BRIEF:
Pull out every line in the material below that contains the word "handle", treating uppercase and lowercase as different.

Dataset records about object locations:
+-------+

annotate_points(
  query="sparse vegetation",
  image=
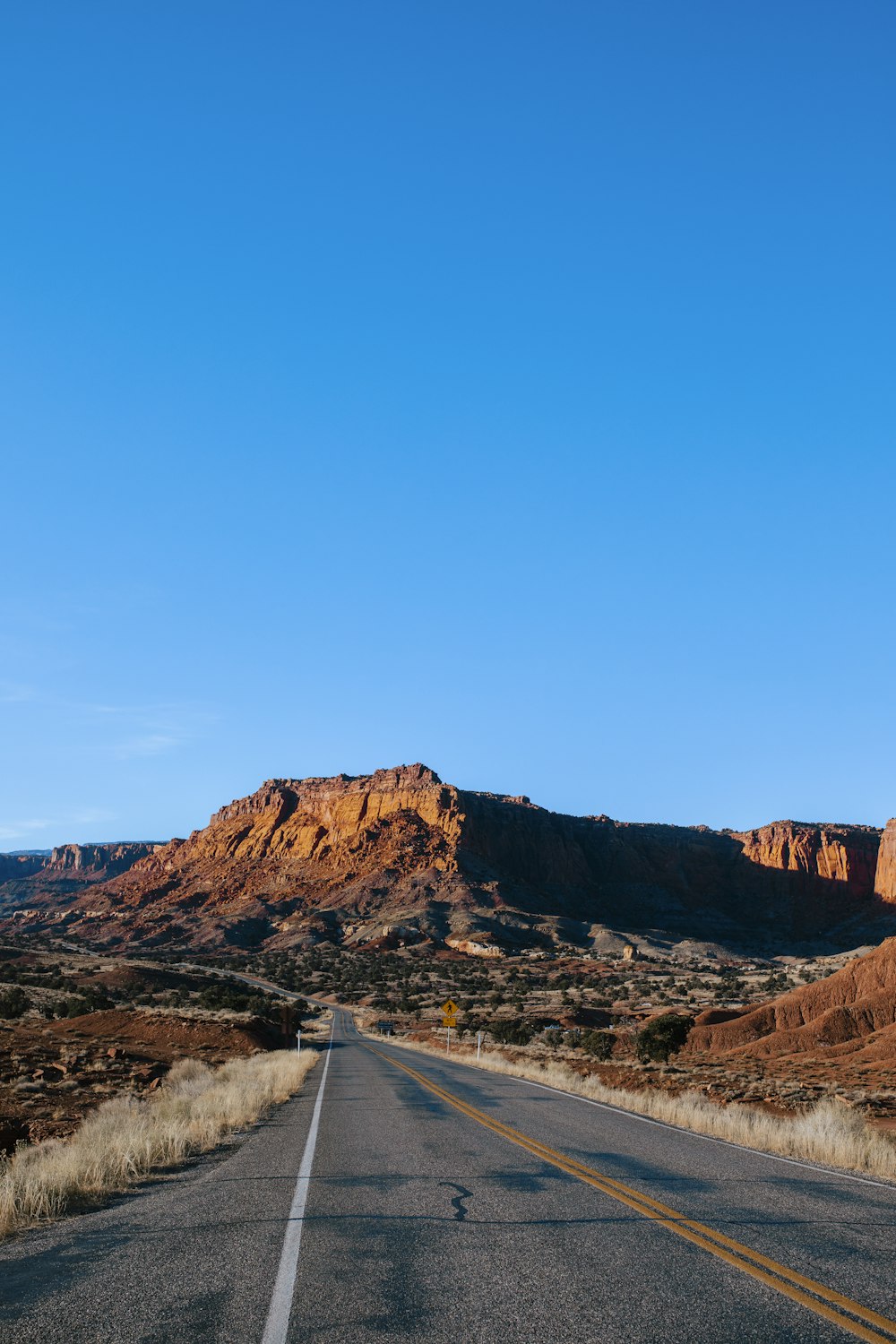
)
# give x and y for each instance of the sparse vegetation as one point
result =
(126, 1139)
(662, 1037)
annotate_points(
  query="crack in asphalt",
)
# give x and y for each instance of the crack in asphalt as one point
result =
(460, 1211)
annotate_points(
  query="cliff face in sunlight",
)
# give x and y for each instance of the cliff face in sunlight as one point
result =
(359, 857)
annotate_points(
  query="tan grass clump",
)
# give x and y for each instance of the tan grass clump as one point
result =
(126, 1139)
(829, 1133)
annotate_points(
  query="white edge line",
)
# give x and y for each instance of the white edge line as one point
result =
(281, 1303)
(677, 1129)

+-------+

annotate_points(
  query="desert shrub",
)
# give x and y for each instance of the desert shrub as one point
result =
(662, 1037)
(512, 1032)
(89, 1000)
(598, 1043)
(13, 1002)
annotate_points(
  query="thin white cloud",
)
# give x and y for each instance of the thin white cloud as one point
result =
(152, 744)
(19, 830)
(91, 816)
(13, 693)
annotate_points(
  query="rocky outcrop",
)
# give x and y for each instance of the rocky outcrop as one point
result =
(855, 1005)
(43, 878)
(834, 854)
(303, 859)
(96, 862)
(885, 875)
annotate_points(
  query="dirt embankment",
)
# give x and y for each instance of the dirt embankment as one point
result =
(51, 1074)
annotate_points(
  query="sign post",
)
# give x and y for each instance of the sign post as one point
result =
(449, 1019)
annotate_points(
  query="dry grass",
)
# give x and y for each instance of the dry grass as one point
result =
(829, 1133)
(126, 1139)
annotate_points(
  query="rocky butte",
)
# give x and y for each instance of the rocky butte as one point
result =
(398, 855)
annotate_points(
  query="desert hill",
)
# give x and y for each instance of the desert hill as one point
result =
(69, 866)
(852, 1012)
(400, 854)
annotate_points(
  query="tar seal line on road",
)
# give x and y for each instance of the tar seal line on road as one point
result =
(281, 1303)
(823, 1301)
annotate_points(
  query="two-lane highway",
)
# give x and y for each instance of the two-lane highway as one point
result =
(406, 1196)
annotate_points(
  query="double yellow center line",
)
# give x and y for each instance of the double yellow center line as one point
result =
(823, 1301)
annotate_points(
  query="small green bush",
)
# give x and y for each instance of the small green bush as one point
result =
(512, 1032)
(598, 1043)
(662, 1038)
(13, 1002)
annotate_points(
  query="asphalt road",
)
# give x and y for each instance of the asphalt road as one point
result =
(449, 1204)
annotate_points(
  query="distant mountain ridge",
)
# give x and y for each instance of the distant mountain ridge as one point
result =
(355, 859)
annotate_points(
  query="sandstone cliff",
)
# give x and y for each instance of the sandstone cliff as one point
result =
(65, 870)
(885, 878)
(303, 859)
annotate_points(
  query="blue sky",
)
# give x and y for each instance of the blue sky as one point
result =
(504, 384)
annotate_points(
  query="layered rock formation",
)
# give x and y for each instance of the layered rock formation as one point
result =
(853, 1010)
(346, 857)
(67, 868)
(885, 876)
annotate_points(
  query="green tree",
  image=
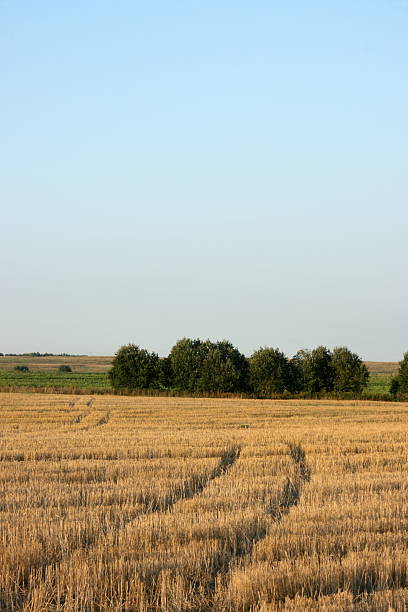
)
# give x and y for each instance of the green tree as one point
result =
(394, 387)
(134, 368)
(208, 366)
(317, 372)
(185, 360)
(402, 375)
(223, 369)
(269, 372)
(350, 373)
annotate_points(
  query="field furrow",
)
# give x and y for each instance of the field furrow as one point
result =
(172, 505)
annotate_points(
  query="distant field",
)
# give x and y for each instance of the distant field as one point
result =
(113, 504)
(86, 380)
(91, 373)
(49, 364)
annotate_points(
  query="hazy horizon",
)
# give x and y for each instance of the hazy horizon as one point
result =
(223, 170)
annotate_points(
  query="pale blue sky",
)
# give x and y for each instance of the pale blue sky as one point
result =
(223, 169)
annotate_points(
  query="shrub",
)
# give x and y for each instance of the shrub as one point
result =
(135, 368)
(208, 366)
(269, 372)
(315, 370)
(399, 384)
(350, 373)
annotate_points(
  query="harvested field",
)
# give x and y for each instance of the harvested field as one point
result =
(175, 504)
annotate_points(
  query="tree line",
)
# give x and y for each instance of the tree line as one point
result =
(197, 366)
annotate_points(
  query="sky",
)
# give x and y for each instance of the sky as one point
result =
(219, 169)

+-------+

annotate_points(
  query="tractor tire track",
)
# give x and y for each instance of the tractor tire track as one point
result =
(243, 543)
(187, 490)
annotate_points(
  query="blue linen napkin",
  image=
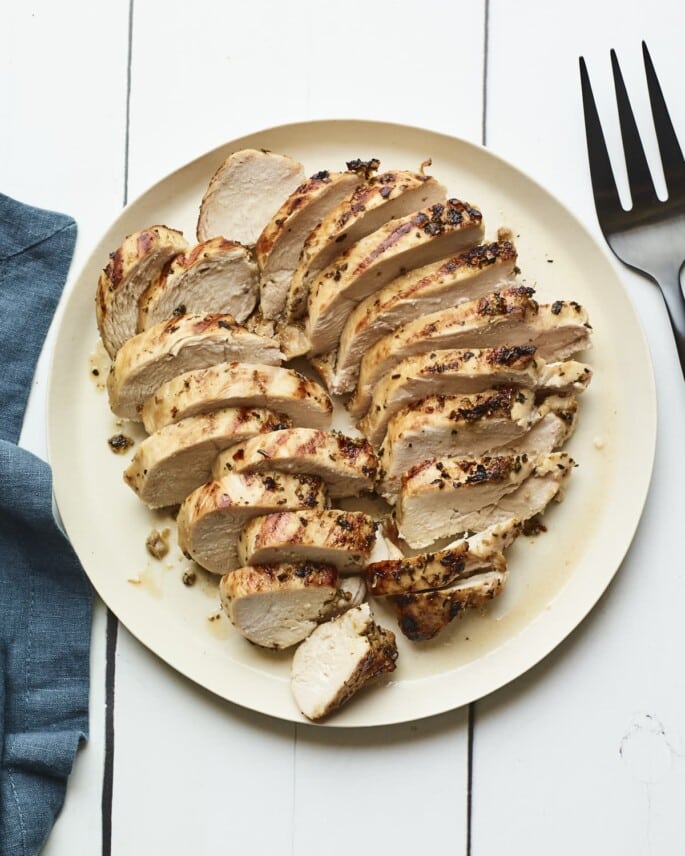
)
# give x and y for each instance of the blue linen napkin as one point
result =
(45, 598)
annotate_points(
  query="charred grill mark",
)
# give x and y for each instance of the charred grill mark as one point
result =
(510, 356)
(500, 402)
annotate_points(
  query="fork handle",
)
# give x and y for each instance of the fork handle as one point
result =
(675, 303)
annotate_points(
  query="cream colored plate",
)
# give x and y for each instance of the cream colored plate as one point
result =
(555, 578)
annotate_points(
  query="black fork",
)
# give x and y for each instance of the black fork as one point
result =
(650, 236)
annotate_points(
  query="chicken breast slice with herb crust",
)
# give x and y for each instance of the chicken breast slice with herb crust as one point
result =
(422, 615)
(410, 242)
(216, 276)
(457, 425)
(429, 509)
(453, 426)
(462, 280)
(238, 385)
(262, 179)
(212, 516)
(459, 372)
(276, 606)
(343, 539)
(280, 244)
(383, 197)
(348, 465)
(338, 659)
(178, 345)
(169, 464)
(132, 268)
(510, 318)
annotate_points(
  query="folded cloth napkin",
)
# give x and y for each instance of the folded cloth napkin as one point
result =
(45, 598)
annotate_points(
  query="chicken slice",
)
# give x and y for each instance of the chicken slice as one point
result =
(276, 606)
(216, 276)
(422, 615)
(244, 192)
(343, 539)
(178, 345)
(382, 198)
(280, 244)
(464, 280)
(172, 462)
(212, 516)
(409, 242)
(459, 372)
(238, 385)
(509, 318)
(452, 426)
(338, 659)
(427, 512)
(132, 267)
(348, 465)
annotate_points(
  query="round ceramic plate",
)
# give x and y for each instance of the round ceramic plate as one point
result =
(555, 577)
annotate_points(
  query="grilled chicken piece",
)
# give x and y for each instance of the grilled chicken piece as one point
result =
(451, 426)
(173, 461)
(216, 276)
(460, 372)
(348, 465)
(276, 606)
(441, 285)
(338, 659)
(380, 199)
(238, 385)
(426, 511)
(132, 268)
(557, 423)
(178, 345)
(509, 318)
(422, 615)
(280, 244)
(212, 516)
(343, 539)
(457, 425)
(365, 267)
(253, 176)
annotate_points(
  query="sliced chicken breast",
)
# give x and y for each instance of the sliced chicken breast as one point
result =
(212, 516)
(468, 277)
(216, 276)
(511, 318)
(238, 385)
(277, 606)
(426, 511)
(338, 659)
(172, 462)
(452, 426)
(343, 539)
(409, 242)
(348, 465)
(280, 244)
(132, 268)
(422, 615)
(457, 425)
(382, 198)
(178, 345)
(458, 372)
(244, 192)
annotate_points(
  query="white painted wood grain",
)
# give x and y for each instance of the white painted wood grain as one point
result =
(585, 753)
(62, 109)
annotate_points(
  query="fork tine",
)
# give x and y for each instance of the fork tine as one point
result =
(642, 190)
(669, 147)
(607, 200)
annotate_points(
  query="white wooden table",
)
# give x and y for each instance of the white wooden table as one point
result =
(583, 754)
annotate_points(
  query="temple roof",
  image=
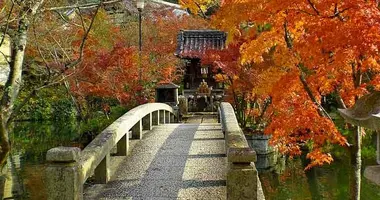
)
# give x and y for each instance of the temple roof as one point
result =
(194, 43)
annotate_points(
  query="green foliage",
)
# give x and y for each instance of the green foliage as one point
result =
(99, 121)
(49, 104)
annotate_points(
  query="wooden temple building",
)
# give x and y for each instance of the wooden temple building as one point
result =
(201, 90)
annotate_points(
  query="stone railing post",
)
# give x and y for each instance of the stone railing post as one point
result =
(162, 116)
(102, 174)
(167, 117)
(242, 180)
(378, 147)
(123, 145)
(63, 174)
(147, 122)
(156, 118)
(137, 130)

+-------+

WRITTEN ANSWER:
  query="fork handle",
# give x and y for each instance of the fork handle as one point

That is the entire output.